__TASK SET__.
1/ In the account of depression during an IVF pregnancy, what did the writer first believe the persistent low mood was?
2/ Write the next part of the account of depression during an IVF pregnancy, picking up after its final sentence.

__EXCERPT TO READ__.
My partner and I needed to use IVF to conceive. After learning I was pregnant I was so happy. How could I not be? Many people don’t conceive at all through IVF, so we had every reason to feel grateful and excited. But then a few weeks later I started feeling really low. I was getting teary all the time. I thought it was a delayed reaction to the stress of IVF, but it didn’t go away.
I thought to myself – this can’t be normal. I’ve got every reason to be happy. But I wasn’t. I’d experienced depression in my life before so I realised that my current symptoms were something serious. I tried to do things to make myself feel better, like spend time with my friends and family, but it didn’t make my low feelings go away.
I had been on medication for depression in the past which helped, but I didn’t want to do that this time because I was pregnant so I tried to stick it out. Unfortunately, my mood just got worse and worse, so through consultation with my GP and other medical professionals I went back onto medication.
The medication didn’t help as much as I hoped it would. I was still struggling to cope emotionally and couldn’t concentrate. I started to worry about how much my low mood and anxiousness might be affecting the health of my baby – which just made me even more anxious. And so it went around and around.

__SUPPLIED INFORMATION__.
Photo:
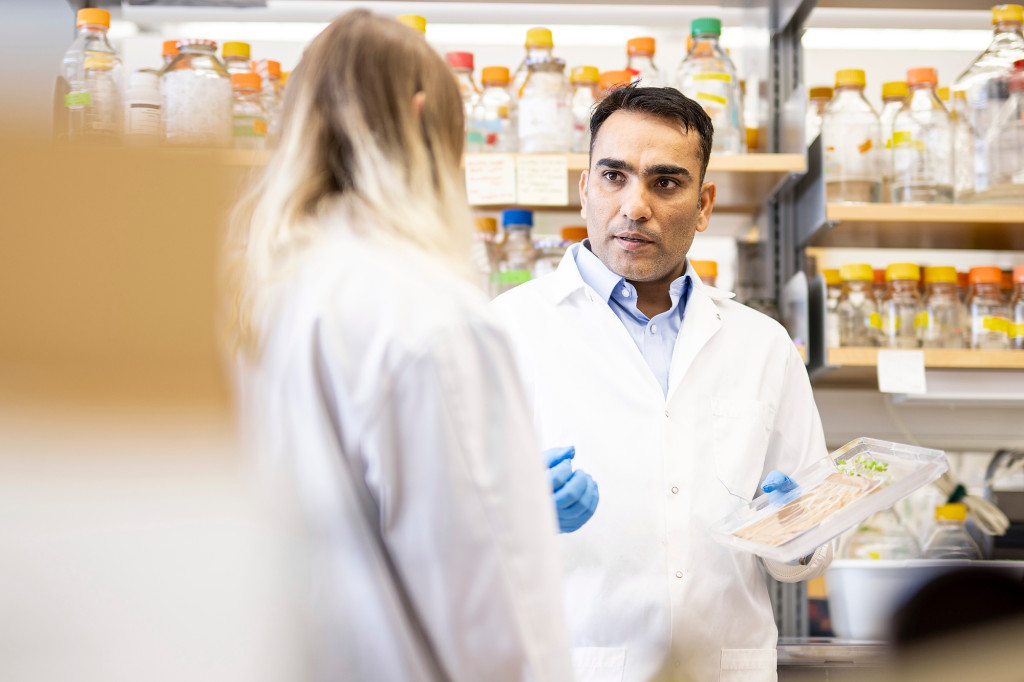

__PER-TASK OUTPUTS__.
1/ A delayed reaction to the stress of IVF.

2/
We talk about pregnant women being emotional because of the hormones, but I could tell that this was way beyond that. I was crying at work every day – I just couldn’t control it – and when I was about six months pregnant I had to take some time off. Initially it was just for a couple of weeks but then I couldn’t go back at all. So I spent the rest of the pregnancy at home, trying to manage my symptoms.
It was at this point that I went to the PANDA website looking for advice and information. I found a listing of a psychologist who specialised in antenatal depression and gave her a call. She was amazing. I’m so glad I found her. She really helped me through the last few months before the birth.
The first few days after my son was born were great – we were in a private hospital and were really well looked after. We had meals cooked for us and everything. We felt really supported, everything was taken care of, and I felt like it was going to be OK. But once we were home, I started feeling the same symptoms I had before the birth.
I felt really low, and that I couldn’t cope. I was existing on ten times less sleep and I had a little baby to care for. I was also struggling because I was constantly comparing my connection with my son to the connections I could see other new mothers having with their babies, and it never seemed the same. I felt like everyone else was doing a better job. I started catastrophising: like, I didn’t know what I was doing, I was tired all the time, I wasn’t a good mother, and it was going to be like this forever. And then that fed into my anxiety and made it worse. The first couple of months were particularly hard on my mental and physical health.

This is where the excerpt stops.